*Set task:* Rewrite the rows from the line containing "Locate the white van, then" through the line containing "[[365, 224]]", inclusive, keeping the requests and their format samples unchanged and scaling each point coordinate in the answers by 0.3, rounded to a whole number with halves rounding up. Give only those lines.

*Stored rows:*
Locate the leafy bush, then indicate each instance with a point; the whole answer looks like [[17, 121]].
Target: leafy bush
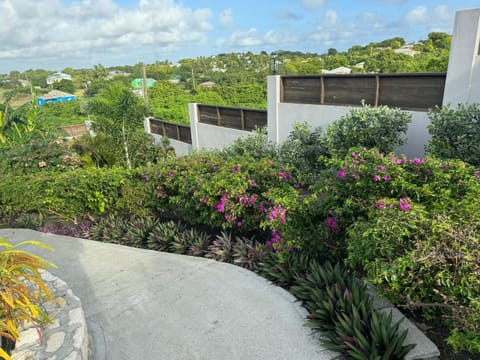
[[238, 193], [302, 150], [255, 145], [73, 194], [38, 155], [18, 302], [372, 127], [411, 227], [455, 133]]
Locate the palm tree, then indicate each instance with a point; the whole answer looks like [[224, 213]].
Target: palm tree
[[118, 114]]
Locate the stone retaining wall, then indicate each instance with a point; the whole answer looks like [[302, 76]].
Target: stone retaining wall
[[66, 338]]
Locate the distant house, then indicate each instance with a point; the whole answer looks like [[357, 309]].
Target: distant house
[[138, 83], [58, 76], [114, 73], [55, 96], [175, 79], [406, 50]]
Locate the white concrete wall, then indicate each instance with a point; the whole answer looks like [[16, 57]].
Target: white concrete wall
[[180, 147], [283, 116], [205, 136], [463, 75]]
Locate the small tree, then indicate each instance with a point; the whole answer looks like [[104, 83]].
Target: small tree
[[371, 127], [118, 114], [455, 133]]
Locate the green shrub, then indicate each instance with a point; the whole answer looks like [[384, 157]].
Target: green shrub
[[73, 194], [411, 226], [372, 127], [255, 145], [455, 133], [302, 150]]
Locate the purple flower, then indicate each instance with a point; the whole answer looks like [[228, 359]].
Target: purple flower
[[341, 174], [222, 203], [332, 224], [417, 161], [404, 204], [277, 212], [275, 239]]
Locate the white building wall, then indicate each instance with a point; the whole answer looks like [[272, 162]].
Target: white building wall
[[283, 116]]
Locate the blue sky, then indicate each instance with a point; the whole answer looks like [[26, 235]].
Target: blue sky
[[55, 34]]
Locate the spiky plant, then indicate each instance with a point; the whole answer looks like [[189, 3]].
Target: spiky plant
[[138, 231], [221, 248], [115, 231], [97, 229], [163, 235], [199, 242], [283, 271], [248, 253]]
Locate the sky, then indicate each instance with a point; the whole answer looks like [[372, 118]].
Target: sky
[[56, 34]]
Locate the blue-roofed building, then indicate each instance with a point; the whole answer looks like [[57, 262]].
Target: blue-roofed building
[[57, 77], [55, 96]]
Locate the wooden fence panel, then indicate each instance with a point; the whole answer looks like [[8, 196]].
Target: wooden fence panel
[[172, 131], [255, 119], [406, 91], [207, 114], [349, 90], [302, 90], [411, 92], [234, 118], [230, 117]]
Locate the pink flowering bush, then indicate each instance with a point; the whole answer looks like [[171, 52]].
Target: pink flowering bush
[[412, 227], [241, 194]]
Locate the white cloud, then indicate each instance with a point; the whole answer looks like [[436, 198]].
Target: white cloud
[[331, 18], [226, 18], [417, 15], [44, 29], [252, 39], [312, 4]]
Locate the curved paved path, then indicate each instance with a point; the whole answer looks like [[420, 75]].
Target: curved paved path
[[147, 305]]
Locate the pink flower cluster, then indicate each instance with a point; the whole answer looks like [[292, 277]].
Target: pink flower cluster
[[404, 204], [332, 224], [277, 212]]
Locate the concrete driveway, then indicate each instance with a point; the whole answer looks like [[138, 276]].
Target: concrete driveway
[[147, 305]]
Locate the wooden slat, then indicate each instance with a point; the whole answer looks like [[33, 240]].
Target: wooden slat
[[407, 91], [349, 90]]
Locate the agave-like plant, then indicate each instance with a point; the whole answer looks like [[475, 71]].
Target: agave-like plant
[[284, 271], [18, 302], [221, 248], [138, 231], [164, 234], [248, 253], [199, 242]]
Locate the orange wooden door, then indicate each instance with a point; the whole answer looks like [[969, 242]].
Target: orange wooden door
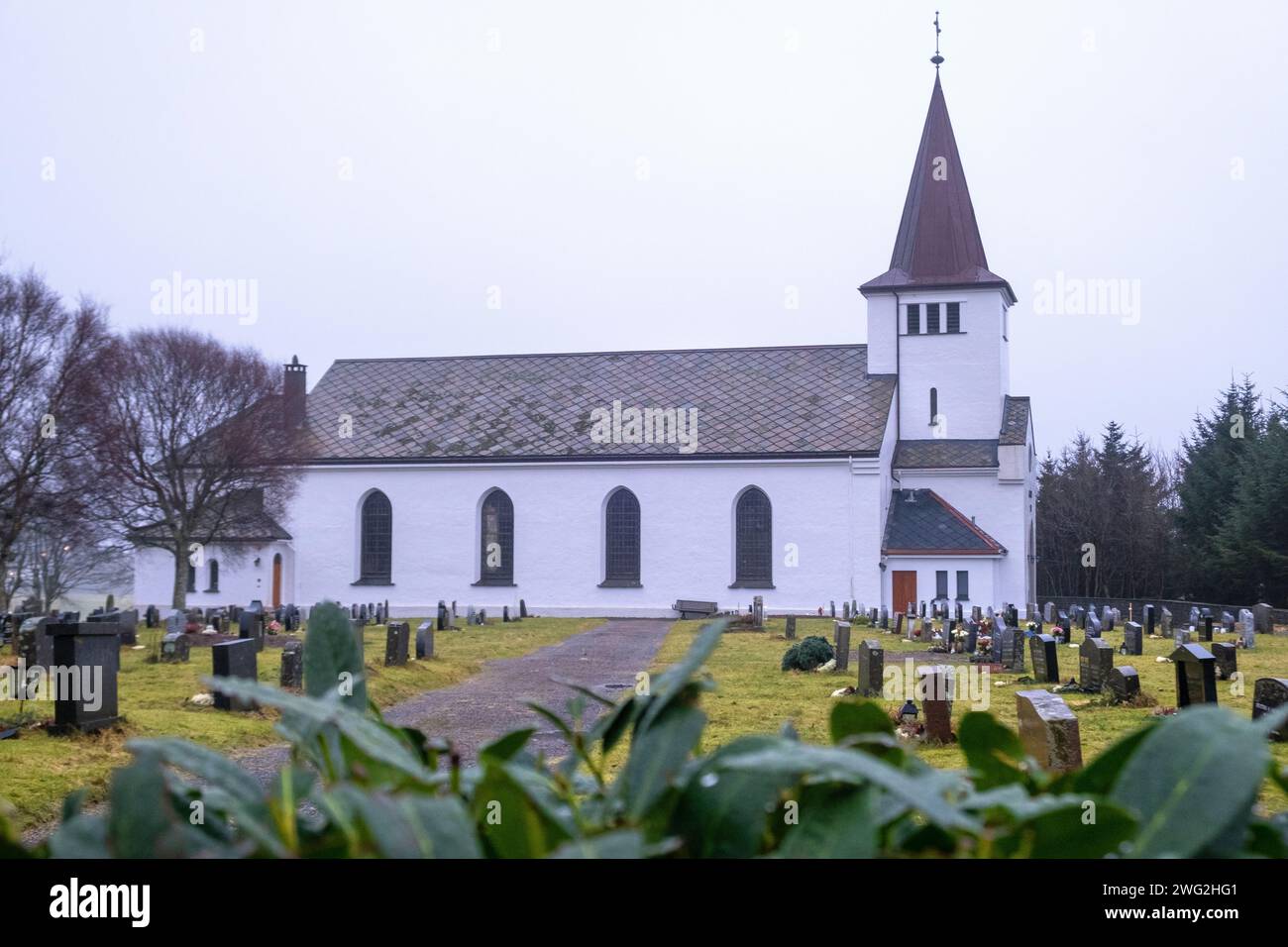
[[903, 589]]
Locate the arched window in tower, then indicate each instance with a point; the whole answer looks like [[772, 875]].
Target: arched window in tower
[[754, 551], [622, 539], [496, 539], [377, 540]]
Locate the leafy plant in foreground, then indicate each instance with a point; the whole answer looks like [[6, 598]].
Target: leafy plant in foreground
[[360, 787]]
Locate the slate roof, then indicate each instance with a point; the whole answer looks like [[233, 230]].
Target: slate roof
[[938, 244], [1016, 421], [794, 401], [943, 453], [919, 522]]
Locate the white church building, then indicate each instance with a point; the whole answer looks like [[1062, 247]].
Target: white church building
[[614, 483]]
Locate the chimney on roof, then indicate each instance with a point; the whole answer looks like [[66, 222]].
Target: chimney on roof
[[292, 393]]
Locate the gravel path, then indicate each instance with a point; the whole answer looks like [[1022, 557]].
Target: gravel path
[[489, 703], [492, 702]]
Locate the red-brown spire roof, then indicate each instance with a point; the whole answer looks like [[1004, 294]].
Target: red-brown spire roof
[[938, 243]]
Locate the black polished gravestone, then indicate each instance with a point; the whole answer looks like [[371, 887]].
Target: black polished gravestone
[[871, 668], [1196, 676], [424, 639], [86, 701], [1095, 661], [233, 660], [1133, 638], [397, 641], [175, 650], [1046, 663], [1270, 693], [291, 676], [1227, 660], [1124, 684]]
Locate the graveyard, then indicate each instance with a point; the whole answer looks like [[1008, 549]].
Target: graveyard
[[39, 767], [754, 696]]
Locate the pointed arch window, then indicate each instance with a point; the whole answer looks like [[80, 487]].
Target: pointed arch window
[[754, 551], [496, 535], [377, 540], [622, 539]]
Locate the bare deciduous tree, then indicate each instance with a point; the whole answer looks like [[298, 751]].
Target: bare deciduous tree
[[189, 428]]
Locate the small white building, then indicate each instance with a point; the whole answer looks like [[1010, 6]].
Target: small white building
[[614, 483]]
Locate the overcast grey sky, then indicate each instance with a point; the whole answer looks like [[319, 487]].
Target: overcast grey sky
[[658, 174]]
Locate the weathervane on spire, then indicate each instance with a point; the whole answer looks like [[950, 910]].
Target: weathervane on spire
[[936, 58]]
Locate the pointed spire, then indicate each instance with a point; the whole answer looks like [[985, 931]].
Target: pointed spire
[[938, 241]]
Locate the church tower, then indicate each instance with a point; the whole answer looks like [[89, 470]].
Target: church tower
[[938, 316]]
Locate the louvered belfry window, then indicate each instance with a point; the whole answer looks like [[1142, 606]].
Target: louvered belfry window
[[377, 539], [622, 538], [954, 317], [754, 539], [496, 551]]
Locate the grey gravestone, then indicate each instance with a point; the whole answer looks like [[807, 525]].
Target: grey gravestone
[[175, 650], [1196, 676], [424, 639], [97, 647], [1095, 661], [235, 660], [1124, 684], [291, 677], [842, 644], [1048, 729], [1267, 694], [1227, 660], [397, 639], [936, 684], [871, 668], [1133, 638], [1046, 663]]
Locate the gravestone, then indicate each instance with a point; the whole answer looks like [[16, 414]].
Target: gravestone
[[842, 644], [175, 650], [233, 660], [1095, 661], [424, 641], [1009, 648], [250, 629], [1133, 638], [871, 668], [1046, 663], [936, 684], [1196, 676], [1124, 684], [94, 650], [1267, 694], [291, 676], [1048, 729], [397, 639], [1227, 660]]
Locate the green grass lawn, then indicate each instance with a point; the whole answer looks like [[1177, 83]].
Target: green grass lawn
[[38, 770], [754, 696]]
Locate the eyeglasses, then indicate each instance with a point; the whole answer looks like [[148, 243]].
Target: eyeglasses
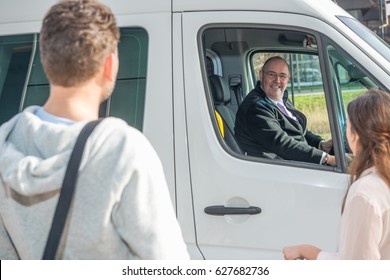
[[273, 75]]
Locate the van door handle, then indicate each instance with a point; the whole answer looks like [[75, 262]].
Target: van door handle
[[220, 210]]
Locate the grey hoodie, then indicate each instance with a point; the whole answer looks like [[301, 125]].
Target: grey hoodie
[[121, 207]]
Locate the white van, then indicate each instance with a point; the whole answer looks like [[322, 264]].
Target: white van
[[229, 205]]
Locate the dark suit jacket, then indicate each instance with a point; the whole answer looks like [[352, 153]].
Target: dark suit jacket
[[263, 130]]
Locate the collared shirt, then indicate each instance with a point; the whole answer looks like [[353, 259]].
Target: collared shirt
[[365, 224]]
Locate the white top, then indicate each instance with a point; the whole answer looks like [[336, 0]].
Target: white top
[[365, 223]]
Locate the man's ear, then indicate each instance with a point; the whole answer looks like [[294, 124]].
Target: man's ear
[[109, 67]]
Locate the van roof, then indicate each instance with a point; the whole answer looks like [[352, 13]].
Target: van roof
[[21, 11]]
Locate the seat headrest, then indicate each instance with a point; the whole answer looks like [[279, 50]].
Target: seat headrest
[[220, 89]]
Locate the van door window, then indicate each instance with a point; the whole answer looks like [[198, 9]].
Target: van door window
[[15, 57], [23, 82]]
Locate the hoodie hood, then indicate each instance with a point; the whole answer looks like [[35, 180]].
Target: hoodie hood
[[27, 166]]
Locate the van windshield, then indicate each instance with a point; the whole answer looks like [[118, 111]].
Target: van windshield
[[367, 35]]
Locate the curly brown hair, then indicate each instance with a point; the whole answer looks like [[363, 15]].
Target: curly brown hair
[[76, 37]]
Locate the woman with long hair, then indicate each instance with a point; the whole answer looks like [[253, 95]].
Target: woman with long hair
[[365, 221]]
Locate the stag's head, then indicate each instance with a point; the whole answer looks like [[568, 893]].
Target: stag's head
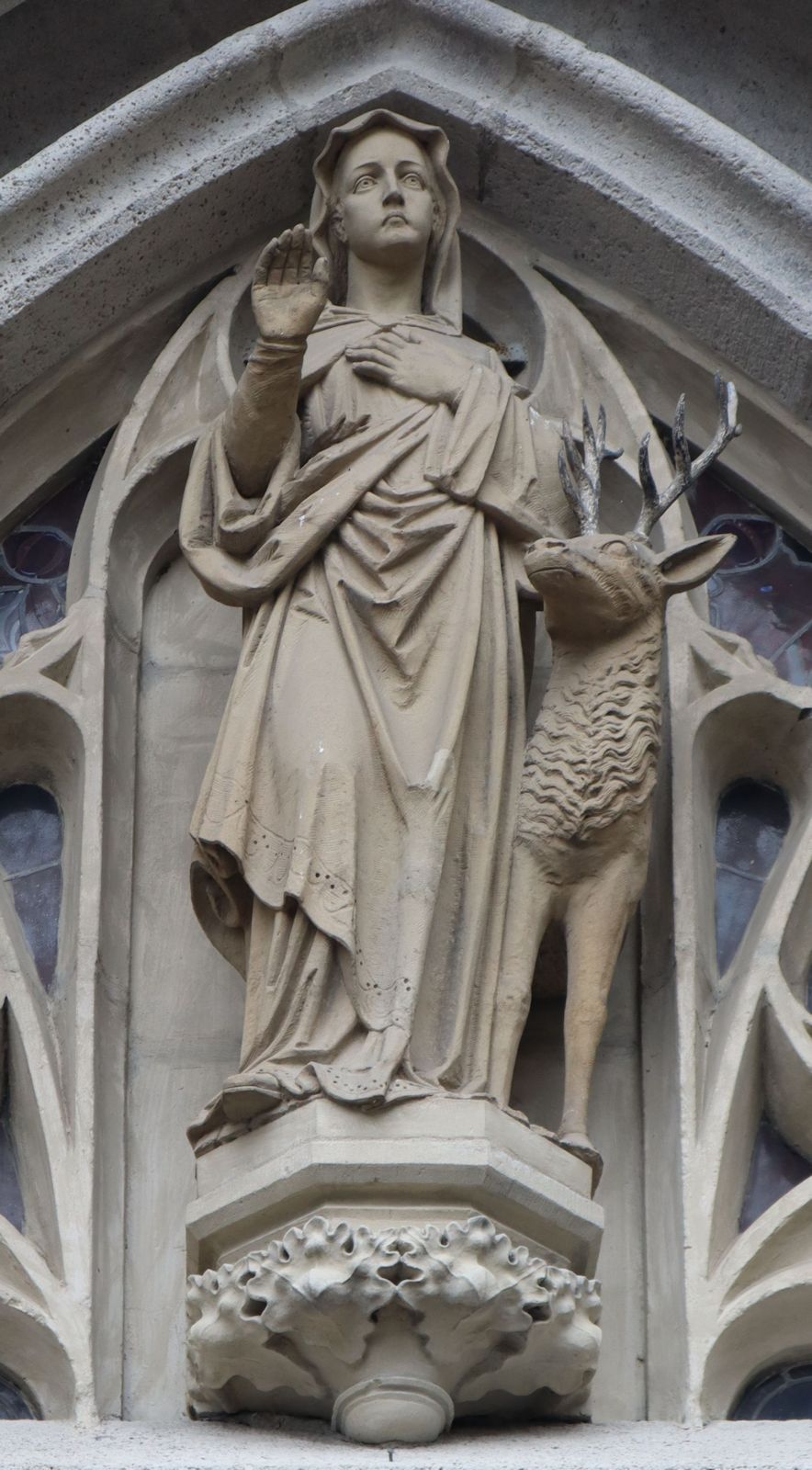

*Exercise result:*
Locate the white van, then indicate each instance with a point; the whole answer looks like [[322, 264]].
Target: white van
[[69, 62]]
Locate the dark suit jacket, then indicate each instance with a point; the whole answer looks like [[352, 153]].
Target: dark suit jacket
[[79, 39]]
Locate the collared shirt, then indicate each instance with a point; the whole answer looks like [[353, 259]].
Target: collared shirt
[[110, 67]]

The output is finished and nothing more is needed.